Sinn Féin is in favour of incentivising hemp production in Irish agriculture, the party’s agriculture spokesperson told the Irish Farmers Journal.
Matt Carthy TD described hemp as a crop which has “potential” in the Irish farm sector, but acknowledged “farmers are reluctant to enter the sector here because there isn’t a guaranteed market and there aren’t assurances that it’s going to be promoted”.
The Cavan-Monaghan TD said he’d “like to see increased tillage, crops and vegetables” grown by farmers and that this would include hemp.
The point was listed as one of Sinn Féin’s proposals in a policy leaflet it shared with farmers at the National Ploughing Championships.
Similar to how farmers were incentivised to enter more “profitable” dairy farming, Carthy said other farm systems could offer the same viability.
He said that in order to ensure farmers move to other sectors, “we have to ensure that they’re also profitable”.
He went on to say profitability shouldn’t be a “dirty” word for Irish farmers and suggested they shouldn’t look at it as such.
On the potential for a profitable hemp sector, the Sinn Féin TD was critical of a Government “anomaly” where the hemp stem can be used for “building materials and things like that” but they cannot use the “head of the crop”.

## Raw data
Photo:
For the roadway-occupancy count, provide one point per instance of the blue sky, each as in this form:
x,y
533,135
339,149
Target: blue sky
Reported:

## Exercise requirements
a) From the article on hemp, list every single word that appears alone inside quotation marks.
b) Rewrite the passage of the article on hemp starting with "Matt Carthy TD" and going on through "would include hemp.", replacing "guaranteed" with "secure".

## Answers by task
a) potential, profitable, dirty, anomaly

b)
Matt Carthy TD described hemp as a crop which has “potential” in the Irish farm sector, but acknowledged “farmers are reluctant to enter the sector here because there isn’t a secure market and there aren’t assurances that it’s going to be promoted”.
The Cavan-Monaghan TD said he’d “like to see increased tillage, crops and vegetables” grown by farmers and that this would include hemp.